WRITTEN INSTRUCTION:
Restate every entry word for word.
======== RAW DATA
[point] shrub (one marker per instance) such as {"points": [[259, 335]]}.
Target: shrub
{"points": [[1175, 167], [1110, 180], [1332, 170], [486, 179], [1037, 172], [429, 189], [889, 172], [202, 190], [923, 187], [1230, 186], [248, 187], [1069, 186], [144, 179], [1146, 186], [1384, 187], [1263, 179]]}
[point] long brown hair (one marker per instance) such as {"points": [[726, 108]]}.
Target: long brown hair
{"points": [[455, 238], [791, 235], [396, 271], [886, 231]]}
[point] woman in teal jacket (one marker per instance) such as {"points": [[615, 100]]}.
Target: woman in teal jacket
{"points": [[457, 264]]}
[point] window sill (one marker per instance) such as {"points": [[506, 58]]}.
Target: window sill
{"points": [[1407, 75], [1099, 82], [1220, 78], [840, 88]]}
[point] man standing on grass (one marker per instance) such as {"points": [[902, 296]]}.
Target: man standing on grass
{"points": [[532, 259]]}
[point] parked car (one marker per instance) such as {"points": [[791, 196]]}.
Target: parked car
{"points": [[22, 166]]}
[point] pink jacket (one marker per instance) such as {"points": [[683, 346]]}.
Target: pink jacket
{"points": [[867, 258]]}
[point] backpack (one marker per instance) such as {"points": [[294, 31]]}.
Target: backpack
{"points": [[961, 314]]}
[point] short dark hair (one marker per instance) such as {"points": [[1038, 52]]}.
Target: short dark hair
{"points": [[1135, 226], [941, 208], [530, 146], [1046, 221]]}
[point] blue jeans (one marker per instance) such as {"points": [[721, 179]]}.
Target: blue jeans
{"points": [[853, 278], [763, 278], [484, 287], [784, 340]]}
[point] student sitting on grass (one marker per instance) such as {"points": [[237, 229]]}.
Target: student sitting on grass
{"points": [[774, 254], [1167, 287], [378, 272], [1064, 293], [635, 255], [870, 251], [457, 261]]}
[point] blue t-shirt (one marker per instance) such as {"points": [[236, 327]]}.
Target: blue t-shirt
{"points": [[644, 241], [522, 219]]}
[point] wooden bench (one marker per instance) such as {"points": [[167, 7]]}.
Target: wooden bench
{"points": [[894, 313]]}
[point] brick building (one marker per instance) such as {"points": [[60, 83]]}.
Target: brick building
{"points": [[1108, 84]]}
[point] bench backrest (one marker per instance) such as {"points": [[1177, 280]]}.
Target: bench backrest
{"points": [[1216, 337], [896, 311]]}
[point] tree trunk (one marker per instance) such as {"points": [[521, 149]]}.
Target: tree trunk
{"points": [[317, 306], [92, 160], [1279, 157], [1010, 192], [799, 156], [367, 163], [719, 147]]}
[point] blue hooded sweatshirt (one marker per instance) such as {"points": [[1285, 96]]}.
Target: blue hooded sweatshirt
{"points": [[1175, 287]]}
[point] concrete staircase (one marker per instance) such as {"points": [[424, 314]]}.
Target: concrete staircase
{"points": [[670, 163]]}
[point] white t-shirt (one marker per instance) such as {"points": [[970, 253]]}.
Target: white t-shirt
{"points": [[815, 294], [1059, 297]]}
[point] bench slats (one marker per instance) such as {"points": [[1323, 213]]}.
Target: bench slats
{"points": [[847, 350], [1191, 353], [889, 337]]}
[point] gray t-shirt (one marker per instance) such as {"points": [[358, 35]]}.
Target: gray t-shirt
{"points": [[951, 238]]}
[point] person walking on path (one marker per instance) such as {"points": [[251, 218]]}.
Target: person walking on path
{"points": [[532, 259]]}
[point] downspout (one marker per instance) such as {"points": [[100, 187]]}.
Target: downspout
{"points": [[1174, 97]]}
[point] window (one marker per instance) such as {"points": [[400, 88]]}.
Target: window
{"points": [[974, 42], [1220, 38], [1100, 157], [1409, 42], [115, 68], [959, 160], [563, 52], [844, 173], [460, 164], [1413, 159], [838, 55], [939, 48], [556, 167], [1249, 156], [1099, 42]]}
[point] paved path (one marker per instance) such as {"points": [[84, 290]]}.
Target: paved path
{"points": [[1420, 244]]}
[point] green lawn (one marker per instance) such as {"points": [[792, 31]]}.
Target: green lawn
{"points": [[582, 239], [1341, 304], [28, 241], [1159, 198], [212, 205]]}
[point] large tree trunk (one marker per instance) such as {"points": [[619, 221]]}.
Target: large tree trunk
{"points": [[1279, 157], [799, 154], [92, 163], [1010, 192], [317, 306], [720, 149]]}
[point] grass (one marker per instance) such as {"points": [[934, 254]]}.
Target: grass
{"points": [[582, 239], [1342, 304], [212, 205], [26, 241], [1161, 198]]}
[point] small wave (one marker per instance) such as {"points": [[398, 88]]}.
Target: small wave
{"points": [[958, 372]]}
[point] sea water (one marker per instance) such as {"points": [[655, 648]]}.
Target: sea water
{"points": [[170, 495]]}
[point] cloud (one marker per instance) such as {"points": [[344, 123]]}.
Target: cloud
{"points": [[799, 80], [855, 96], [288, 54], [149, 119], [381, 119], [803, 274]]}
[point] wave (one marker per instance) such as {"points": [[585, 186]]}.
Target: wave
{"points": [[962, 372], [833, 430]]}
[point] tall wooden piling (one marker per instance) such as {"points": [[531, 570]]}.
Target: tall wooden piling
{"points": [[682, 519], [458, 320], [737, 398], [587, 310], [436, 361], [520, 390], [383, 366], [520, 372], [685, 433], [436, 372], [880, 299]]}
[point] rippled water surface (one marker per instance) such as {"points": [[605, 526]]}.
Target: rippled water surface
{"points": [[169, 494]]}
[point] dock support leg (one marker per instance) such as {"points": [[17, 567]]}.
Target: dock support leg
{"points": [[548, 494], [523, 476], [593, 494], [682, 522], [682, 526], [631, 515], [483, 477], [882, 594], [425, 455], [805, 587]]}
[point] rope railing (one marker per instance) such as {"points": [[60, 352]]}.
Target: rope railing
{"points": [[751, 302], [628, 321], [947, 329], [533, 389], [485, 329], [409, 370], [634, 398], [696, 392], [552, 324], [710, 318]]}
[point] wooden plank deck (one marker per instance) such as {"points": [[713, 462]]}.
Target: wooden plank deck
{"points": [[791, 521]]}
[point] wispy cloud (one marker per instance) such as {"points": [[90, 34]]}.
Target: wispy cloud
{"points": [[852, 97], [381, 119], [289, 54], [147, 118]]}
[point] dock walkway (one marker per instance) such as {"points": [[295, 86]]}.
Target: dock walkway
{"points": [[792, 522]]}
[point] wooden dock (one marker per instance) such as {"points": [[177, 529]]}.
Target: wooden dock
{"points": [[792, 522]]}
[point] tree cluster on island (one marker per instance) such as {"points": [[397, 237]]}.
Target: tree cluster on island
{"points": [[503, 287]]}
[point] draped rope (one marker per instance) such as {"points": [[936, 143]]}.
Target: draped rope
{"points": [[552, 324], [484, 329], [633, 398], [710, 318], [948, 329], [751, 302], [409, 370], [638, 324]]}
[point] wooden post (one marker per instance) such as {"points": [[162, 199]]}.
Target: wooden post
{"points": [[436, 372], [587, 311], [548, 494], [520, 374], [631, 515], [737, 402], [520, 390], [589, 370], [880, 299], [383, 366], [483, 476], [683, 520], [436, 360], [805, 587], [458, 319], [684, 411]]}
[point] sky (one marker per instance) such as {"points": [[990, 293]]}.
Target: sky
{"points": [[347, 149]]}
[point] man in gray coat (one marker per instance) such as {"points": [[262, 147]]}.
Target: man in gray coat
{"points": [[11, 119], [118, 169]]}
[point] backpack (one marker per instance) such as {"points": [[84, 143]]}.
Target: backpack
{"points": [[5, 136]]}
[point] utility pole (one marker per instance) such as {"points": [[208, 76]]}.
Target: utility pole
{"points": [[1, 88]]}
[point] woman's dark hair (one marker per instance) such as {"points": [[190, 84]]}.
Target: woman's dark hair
================
IN RESPONSE:
[point] shrub (one marker per instance) such as {"points": [[259, 335]]}.
Target: shrub
{"points": [[1175, 167], [1110, 180], [1332, 170], [486, 179], [1037, 172], [429, 189], [889, 172], [202, 190], [923, 187], [1230, 186], [248, 187], [1069, 186], [144, 179], [1146, 186], [1384, 187], [1263, 179]]}
[point] long brown hair (one marker per instance) such as {"points": [[726, 108]]}.
Target: long brown hair
{"points": [[455, 238], [791, 235], [396, 271], [886, 231]]}
[point] woman in teal jacket (one marker per instance) such as {"points": [[615, 100]]}.
Target: woman in teal jacket
{"points": [[457, 264]]}
[point] window sill (one marker per instance) such as {"points": [[506, 58]]}.
Target: window sill
{"points": [[1407, 75], [1099, 82], [1220, 78], [840, 88]]}
[point] man standing on grass (one marker per instance) such as {"points": [[902, 296]]}.
Target: man standing on grass
{"points": [[532, 259]]}
[point] parked car (one marker per instance) such as {"points": [[791, 196]]}.
Target: parked car
{"points": [[22, 166]]}
[point] pink jacket (one marker per instance) such as {"points": [[683, 346]]}.
Target: pink jacket
{"points": [[867, 258]]}
[point] backpack (one marker per instance) such as {"points": [[294, 31]]}.
Target: backpack
{"points": [[961, 314]]}
[point] short dark hair (one marker per instance) such as {"points": [[1038, 52]]}.
Target: short dark hair
{"points": [[1135, 226], [941, 208], [530, 146], [1046, 221]]}
[point] blue jeans (one marker per instance) such as {"points": [[721, 179]]}.
Target: blue jeans
{"points": [[853, 278], [763, 278], [484, 287], [784, 340]]}
[point] student sitting on grass (one marker per instance) such as {"points": [[237, 229]]}.
Target: student sitting on grass
{"points": [[774, 254], [1167, 287], [378, 272], [1064, 293], [635, 255], [870, 251], [457, 261]]}
[point] blue t-shirt (one marker per instance) such as {"points": [[236, 327]]}.
Target: blue t-shirt
{"points": [[644, 241], [522, 219]]}
[point] wooden bench (one marker per instance) such as {"points": [[167, 7]]}.
Target: wooden bench
{"points": [[894, 313]]}
[point] brick building (one marker per instance) such as {"points": [[60, 83]]}.
Target: brick building
{"points": [[1108, 84]]}
[point] bench backrest (one marker per instance) such as {"points": [[1177, 280]]}.
Target: bench backrest
{"points": [[1216, 337], [896, 311]]}
[point] tree trunk (one marker per instance) such as {"points": [[521, 149]]}.
Target: tree trunk
{"points": [[317, 306], [92, 160], [1279, 157], [1010, 192], [799, 156], [367, 163], [719, 147]]}
[point] blue hooded sweatshirt (one marker per instance) such as {"points": [[1285, 96]]}.
Target: blue hooded sweatshirt
{"points": [[1175, 287]]}
[point] concrete staircase (one marker per instance) such as {"points": [[424, 314]]}.
Target: concrete staircase
{"points": [[670, 163]]}
[point] white t-shirt (one marker per instance) such as {"points": [[970, 253]]}.
Target: white t-shirt
{"points": [[815, 294], [1059, 297]]}
[point] bench slats (one marker per instance) such as {"points": [[1323, 213]]}.
Target: bench slats
{"points": [[847, 350], [1191, 353], [889, 337]]}
[point] gray t-shirt (one marker per instance) such as {"points": [[358, 35]]}.
Target: gray t-shirt
{"points": [[951, 238]]}
[point] person walking on path (one marker per instance) such as {"points": [[251, 218]]}.
Target: person walking on path
{"points": [[532, 259]]}
[point] downspout (one marker per instance) such as {"points": [[100, 187]]}.
Target: downspout
{"points": [[1174, 97]]}
[point] window (one marker per instance) such as {"points": [[400, 88]]}.
Target: window
{"points": [[974, 42], [1220, 38], [1100, 157], [1409, 42], [115, 68], [959, 160], [563, 52], [844, 173], [460, 164], [1413, 159], [838, 55], [939, 48], [556, 167], [1249, 156], [1099, 42]]}
[point] paved path (one marker per instance) such as {"points": [[84, 290]]}.
Target: paved path
{"points": [[1420, 244]]}
[point] green lawn (one marker per instance) such as {"points": [[792, 31]]}.
Target: green lawn
{"points": [[582, 239], [1341, 304], [28, 241], [1159, 198], [212, 205]]}
[point] large tree trunk (one marker per instance) such as {"points": [[619, 221]]}.
Target: large tree trunk
{"points": [[1279, 157], [799, 154], [92, 163], [1010, 192], [317, 306], [720, 149]]}
[point] grass (one marker per instance) such as {"points": [[934, 254]]}.
Target: grass
{"points": [[582, 239], [1342, 304], [212, 205], [26, 241], [1161, 198]]}
[point] small wave (one marker per instance) such as {"points": [[398, 88]]}.
Target: small wave
{"points": [[958, 372]]}
[point] sea water (one marker per instance) such as {"points": [[655, 648]]}.
Target: sea water
{"points": [[170, 495]]}
[point] cloud (one marker per instance) such as {"points": [[344, 123]]}.
Target: cloud
{"points": [[799, 80], [855, 96], [288, 54], [149, 119], [381, 119], [803, 274]]}
[point] wave (one marker per instance) such as {"points": [[585, 186]]}.
Target: wave
{"points": [[962, 372], [833, 430]]}
[point] tall wooden piling (one marker per instance) such as {"points": [[531, 570]]}.
Target: tall wooden piling
{"points": [[682, 519], [458, 320], [737, 398], [587, 310], [436, 361], [520, 390], [383, 366], [520, 372], [685, 433], [436, 372], [880, 299]]}
[point] rippled water surface (one marker per instance) such as {"points": [[605, 526]]}.
Target: rippled water surface
{"points": [[169, 494]]}
[point] dock support leg (one marker per instance) such as {"points": [[17, 567]]}.
Target: dock support leg
{"points": [[548, 494], [523, 476], [593, 494], [682, 522], [682, 526], [631, 515], [483, 477], [882, 594], [425, 455], [805, 587]]}
[point] rope railing (one marker per instance) such as {"points": [[60, 352]]}.
Target: rope railing
{"points": [[751, 302], [628, 321], [947, 329], [533, 389], [485, 329], [409, 370], [634, 398], [696, 392], [552, 324], [710, 318]]}
[point] wooden plank deck (one marker per instance) such as {"points": [[713, 462]]}.
Target: wooden plank deck
{"points": [[791, 521]]}
[point] wispy cloud (one marker per instance) such as {"points": [[90, 34]]}.
Target: wispy cloud
{"points": [[852, 97], [381, 119], [289, 54], [147, 118]]}
[point] dock walkway (one marker per instance) such as {"points": [[295, 86]]}.
Target: dock walkway
{"points": [[792, 522]]}
[point] wooden dock (one marker per instance) such as {"points": [[177, 529]]}.
Target: wooden dock
{"points": [[792, 522]]}
[point] tree cluster on island (one marker per instance) such as {"points": [[397, 237]]}.
Target: tree cluster on island
{"points": [[503, 287]]}
[point] draped rope (one marker per instance) such as {"points": [[936, 143]]}.
Target: draped rope
{"points": [[552, 324], [484, 329], [633, 398], [710, 318], [948, 329], [751, 302], [409, 370], [638, 324]]}
[point] wooden post (one marker per instance) such as {"points": [[162, 199]]}.
Target: wooden post
{"points": [[436, 372], [587, 311], [548, 494], [520, 374], [631, 515], [737, 402], [520, 390], [589, 370], [880, 299], [383, 366], [483, 476], [683, 520], [436, 360], [805, 587], [458, 319], [684, 411]]}
[point] sky (one marker per instance) such as {"points": [[990, 293]]}.
Target: sky
{"points": [[347, 149]]}
[point] man in gray coat (one marker per instance) such as {"points": [[262, 147]]}.
Target: man in gray coat
{"points": [[11, 119], [118, 169]]}
[point] backpack (one marker per instance) such as {"points": [[84, 143]]}.
Target: backpack
{"points": [[5, 136]]}
[point] utility pole (one marker per instance) such as {"points": [[208, 76]]}.
Target: utility pole
{"points": [[1, 88]]}
[point] woman's dark hair (one marker per instance) such as {"points": [[190, 84]]}.
Target: woman's dark hair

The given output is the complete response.